◆ **WORK REQUIRED**:
Report each line of the entries that contains the word "below", copied in full.
[[ DATA SHOWN, beginning ]]
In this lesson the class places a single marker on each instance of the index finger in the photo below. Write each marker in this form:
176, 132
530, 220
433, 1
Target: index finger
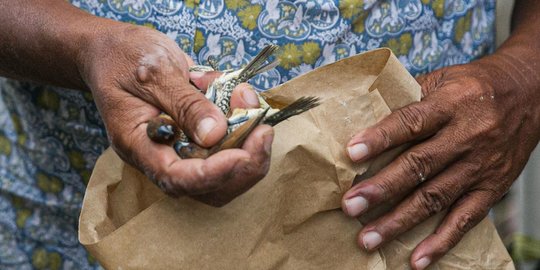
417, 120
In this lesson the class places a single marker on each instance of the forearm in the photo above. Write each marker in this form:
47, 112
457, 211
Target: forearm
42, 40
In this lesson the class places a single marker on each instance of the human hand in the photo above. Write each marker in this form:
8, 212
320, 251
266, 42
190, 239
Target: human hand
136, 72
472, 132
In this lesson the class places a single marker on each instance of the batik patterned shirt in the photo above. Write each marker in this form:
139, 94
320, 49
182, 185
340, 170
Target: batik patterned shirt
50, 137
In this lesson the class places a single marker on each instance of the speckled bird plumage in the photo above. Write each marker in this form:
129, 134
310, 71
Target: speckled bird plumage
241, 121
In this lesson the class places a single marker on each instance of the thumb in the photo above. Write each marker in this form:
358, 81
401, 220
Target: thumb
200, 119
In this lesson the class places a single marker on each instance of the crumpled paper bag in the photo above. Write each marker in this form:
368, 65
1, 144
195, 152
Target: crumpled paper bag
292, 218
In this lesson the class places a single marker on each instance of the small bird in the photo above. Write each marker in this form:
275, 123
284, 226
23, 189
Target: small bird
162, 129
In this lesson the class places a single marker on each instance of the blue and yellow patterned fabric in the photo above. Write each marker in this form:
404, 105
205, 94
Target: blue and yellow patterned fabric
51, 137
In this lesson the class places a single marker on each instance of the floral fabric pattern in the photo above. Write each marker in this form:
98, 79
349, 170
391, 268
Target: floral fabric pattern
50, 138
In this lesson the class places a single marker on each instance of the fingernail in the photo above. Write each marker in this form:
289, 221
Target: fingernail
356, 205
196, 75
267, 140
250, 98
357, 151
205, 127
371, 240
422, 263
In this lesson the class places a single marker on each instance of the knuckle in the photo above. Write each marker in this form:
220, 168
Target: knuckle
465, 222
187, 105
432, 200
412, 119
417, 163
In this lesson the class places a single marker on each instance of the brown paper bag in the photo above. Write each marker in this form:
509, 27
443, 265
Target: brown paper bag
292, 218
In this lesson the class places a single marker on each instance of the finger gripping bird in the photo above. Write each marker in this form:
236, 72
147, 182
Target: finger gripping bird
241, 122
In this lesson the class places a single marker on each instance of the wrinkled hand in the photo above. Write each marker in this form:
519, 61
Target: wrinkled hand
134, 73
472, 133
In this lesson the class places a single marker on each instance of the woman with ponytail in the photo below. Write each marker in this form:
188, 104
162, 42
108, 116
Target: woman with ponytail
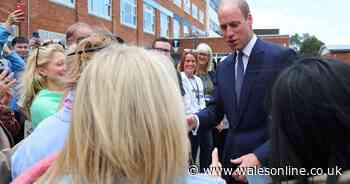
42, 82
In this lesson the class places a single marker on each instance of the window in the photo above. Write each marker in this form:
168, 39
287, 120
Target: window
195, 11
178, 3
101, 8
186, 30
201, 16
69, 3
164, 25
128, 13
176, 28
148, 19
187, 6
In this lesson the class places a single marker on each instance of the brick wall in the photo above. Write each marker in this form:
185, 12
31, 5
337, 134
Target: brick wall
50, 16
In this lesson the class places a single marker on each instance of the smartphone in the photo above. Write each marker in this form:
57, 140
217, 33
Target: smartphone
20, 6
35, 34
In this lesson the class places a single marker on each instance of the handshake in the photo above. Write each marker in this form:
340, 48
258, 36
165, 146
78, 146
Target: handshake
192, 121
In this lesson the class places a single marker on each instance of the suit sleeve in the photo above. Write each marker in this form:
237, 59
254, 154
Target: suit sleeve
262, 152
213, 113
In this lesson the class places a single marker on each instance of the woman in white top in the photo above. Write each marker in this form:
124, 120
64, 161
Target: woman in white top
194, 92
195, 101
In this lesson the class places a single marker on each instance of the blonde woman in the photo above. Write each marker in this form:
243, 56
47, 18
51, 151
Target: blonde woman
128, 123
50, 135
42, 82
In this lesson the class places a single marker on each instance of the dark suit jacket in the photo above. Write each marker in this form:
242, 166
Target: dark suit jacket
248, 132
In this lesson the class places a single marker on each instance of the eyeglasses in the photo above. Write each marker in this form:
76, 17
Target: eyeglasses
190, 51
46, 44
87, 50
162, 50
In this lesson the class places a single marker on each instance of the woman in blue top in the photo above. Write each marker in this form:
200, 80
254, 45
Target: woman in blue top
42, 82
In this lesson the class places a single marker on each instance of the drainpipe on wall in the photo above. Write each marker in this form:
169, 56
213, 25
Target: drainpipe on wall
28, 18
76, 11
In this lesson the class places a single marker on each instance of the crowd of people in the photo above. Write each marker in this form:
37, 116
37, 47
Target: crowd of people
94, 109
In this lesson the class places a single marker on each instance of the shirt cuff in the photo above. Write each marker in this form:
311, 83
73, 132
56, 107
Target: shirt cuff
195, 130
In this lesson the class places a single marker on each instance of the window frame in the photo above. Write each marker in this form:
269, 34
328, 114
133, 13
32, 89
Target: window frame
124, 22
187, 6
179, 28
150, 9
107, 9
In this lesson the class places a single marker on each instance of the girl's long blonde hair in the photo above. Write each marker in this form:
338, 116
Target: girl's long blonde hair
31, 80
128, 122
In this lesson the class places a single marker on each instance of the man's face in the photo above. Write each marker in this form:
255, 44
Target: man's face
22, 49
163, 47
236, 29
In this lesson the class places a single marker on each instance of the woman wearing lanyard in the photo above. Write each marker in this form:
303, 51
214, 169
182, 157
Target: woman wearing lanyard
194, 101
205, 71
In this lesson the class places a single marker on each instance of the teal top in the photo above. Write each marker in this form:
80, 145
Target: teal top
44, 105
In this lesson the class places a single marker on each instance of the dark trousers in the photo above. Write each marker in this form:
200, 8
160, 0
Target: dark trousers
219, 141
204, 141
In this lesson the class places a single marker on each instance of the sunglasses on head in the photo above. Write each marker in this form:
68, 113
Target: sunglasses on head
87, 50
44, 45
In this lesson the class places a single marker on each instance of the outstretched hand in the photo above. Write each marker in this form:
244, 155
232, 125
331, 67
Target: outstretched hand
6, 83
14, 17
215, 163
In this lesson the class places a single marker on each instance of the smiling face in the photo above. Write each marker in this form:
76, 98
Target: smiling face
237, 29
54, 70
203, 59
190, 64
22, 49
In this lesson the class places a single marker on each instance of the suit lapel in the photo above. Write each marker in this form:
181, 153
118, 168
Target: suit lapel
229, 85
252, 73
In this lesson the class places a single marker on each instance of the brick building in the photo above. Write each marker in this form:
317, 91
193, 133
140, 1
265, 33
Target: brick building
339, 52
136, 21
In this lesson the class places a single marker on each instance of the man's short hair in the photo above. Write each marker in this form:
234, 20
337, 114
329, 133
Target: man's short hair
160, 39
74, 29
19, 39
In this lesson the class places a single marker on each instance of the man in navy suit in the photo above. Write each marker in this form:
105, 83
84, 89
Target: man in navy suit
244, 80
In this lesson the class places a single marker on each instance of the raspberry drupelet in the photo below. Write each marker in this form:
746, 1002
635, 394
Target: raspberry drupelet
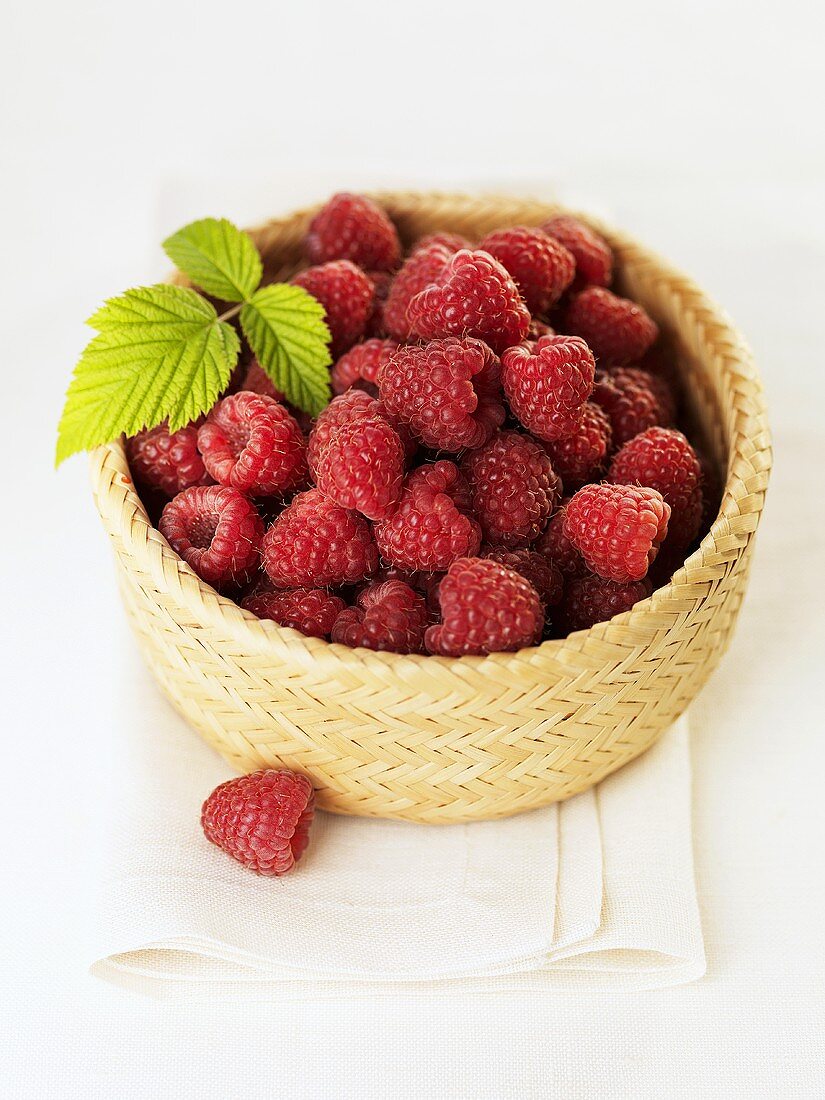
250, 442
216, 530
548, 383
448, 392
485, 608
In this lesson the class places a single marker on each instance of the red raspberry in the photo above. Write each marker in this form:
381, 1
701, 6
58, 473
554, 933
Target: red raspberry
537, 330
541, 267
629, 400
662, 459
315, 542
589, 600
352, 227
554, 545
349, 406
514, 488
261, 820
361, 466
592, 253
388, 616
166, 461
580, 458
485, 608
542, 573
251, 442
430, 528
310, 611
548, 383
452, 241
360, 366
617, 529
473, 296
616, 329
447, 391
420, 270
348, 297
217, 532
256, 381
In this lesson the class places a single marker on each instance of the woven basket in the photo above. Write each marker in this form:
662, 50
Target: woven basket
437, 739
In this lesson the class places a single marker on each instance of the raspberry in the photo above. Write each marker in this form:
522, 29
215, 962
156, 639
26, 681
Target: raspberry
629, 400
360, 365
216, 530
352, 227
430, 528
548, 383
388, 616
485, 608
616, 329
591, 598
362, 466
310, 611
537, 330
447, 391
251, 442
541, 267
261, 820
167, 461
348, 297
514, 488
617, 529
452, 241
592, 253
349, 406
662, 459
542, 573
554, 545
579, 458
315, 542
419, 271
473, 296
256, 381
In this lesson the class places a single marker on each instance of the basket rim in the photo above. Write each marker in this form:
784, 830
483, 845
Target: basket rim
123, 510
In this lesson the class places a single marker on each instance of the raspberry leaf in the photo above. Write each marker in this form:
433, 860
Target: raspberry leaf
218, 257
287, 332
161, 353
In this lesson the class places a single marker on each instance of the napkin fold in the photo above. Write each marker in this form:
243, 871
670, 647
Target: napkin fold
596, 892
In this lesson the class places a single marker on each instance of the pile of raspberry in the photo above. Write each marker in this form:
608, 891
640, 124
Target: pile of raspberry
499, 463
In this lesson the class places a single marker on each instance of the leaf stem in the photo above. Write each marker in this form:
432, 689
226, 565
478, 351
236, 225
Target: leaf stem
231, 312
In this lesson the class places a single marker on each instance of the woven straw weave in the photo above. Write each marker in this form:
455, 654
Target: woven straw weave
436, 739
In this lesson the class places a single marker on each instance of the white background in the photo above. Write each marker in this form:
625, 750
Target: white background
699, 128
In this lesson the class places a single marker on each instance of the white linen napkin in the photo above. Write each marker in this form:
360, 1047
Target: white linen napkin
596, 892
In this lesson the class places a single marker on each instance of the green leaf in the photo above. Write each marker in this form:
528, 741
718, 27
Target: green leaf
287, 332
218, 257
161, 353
[[ DATA SHOWN, end ]]
◆ **FINAL ANSWER**:
In this lesson the class places a single marker on each instance of the index finger in the photo below. Write each marker in this form:
In this lesson the class places a single marker on each instance of the woman with ponytail in the photo below. Write each marker in this form:
In this lesson the class places a single marker on each instance of the raspberry drupelet in the photo below. Write each marker in this form:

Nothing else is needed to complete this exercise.